§ SOURCE
<<<<
Probability and Statistics for Information Theory
A course that connects probability, estimation, and stochastic modeling to information and coding theory.
Synopsis
This course begins by establishing probability foundations, random variables, and dependence, then moves to inequalities, limit theorems. These tools are presented with an eye toward information theory, entropy as an expectation, mutual information as dependence, KL divergence via Jensen’s inequality, and decoding as a hypothesis test. The second part introduces information measures, the source and channel coding theorems, and the connection between statistical inference and reliable communication.
Prerequisites
Basic probability, calculus, and familiarity with random variables.
Format
Lectures focus on theory and fundamental principles.
Assessment
- Problem sets and proof-based exercises.
- Coding sessions for the Information Theory part.
>>>>
§ RECORDS TO USE
<<<<
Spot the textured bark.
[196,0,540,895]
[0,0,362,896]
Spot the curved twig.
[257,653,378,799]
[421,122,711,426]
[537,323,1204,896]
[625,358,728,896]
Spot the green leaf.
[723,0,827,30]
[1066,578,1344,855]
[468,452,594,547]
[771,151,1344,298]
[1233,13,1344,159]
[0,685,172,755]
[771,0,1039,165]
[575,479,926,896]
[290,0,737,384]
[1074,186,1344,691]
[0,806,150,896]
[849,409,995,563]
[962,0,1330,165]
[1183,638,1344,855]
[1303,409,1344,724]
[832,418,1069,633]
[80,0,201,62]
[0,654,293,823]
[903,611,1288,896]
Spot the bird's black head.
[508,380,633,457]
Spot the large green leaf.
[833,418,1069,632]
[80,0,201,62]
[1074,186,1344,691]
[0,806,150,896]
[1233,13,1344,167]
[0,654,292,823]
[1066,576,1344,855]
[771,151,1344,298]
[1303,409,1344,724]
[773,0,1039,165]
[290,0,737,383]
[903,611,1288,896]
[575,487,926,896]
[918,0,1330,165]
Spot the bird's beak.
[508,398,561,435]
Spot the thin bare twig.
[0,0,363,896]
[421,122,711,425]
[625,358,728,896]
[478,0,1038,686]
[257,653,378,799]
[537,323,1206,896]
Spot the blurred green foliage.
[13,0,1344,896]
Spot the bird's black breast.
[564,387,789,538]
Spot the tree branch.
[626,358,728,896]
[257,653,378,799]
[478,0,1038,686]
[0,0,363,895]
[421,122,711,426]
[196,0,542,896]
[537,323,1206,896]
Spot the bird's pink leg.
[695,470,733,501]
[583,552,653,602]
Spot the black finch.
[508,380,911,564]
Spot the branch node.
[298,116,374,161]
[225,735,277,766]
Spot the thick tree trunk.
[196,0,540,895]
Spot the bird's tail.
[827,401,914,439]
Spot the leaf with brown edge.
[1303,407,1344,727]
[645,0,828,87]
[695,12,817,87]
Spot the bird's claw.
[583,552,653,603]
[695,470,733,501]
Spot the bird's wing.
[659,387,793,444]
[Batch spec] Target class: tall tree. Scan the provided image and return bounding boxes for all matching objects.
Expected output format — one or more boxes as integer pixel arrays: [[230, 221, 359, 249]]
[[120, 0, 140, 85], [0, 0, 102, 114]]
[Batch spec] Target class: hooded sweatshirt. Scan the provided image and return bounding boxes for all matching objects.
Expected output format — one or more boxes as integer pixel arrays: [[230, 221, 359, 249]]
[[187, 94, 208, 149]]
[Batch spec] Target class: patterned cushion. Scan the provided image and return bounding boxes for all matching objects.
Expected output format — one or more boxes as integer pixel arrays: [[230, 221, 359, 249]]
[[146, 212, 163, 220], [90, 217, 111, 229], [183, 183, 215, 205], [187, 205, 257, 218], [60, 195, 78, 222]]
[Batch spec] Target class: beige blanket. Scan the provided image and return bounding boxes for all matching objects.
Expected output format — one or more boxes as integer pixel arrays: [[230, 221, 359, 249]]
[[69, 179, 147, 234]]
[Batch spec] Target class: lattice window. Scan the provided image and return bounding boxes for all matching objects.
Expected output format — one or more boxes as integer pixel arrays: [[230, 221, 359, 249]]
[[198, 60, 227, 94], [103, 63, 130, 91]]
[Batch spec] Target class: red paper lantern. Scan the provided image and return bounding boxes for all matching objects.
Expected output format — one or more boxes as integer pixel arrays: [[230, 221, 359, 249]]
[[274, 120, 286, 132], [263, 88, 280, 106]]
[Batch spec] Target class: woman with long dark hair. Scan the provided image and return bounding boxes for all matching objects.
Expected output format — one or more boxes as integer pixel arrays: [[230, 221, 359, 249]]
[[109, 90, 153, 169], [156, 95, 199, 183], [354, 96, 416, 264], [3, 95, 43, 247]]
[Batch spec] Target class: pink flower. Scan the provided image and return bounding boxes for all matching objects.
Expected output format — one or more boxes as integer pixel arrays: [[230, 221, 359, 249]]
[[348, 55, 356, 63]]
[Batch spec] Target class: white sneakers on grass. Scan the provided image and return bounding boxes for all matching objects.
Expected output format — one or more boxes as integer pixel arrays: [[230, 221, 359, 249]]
>>>>
§ SET TASKS
A) Print the course description for Probability and Statistics for Information Theory in full, with no changes.
B) Output the records from the line with "Spot the bird's claw." to the line with "95, 43, 247]]", both included, unchanged and with nothing else.
The text and the records have no connection to each other.

§ THE ANSWERS
A)
Probability and Statistics for Information Theory
A course that connects probability, estimation, and stochastic modeling to information and coding theory.
Synopsis
This course begins by establishing probability foundations, random variables, and dependence, then moves to inequalities, limit theorems. These tools are presented with an eye toward information theory, entropy as an expectation, mutual information as dependence, KL divergence via Jensen’s inequality, and decoding as a hypothesis test. The second part introduces information measures, the source and channel coding theorems, and the connection between statistical inference and reliable communication.
Prerequisites
Basic probability, calculus, and familiarity with random variables.
Format
Lectures focus on theory and fundamental principles.
Assessment
- Problem sets and proof-based exercises.
- Coding sessions for the Information Theory part.

B)
Spot the bird's claw.
[583,552,653,603]
[695,470,733,501]
Spot the bird's wing.
[659,387,793,444]
[Batch spec] Target class: tall tree. Scan the provided image and return bounding boxes for all matching objects.
Expected output format — one or more boxes as integer pixel arrays: [[230, 221, 359, 249]]
[[120, 0, 140, 85], [0, 0, 102, 114]]
[Batch spec] Target class: hooded sweatshirt. Scan the provided image and return bounding boxes for all matching objects.
Expected output format — one or more boxes as integer pixel arrays: [[230, 221, 359, 249]]
[[187, 94, 208, 149]]
[Batch spec] Target class: patterned cushion. Scan the provided image and return bounding boxes for all matching objects.
Expected output format — one or more boxes as integer pixel arrays: [[230, 221, 359, 249]]
[[146, 212, 163, 220], [90, 217, 111, 229], [183, 183, 215, 205], [187, 205, 257, 218], [60, 195, 78, 222]]
[Batch spec] Target class: beige blanket. Scan the provided image and return bounding boxes for all matching objects.
Expected output format — one or more boxes as integer pixel arrays: [[230, 221, 359, 249]]
[[69, 179, 147, 234]]
[Batch spec] Target class: lattice window. Scan the provided image and return bounding boxes for all matching objects.
Expected output format — one or more boxes as integer pixel arrays: [[230, 221, 359, 249]]
[[198, 60, 227, 94], [103, 63, 130, 91]]
[Batch spec] Target class: red paper lantern. Scan the provided image and return bounding boxes for all matching objects.
Expected output format — one or more boxes as integer pixel arrays: [[230, 221, 359, 249]]
[[274, 120, 286, 132], [263, 88, 280, 106]]
[Batch spec] Target class: woman with long dark hair. Scan the provided image and return bounding boxes for all matching objects.
Expected output format — one or more boxes as integer pixel arrays: [[230, 221, 359, 249]]
[[109, 90, 153, 169], [156, 95, 199, 183], [354, 96, 416, 264], [3, 95, 43, 247]]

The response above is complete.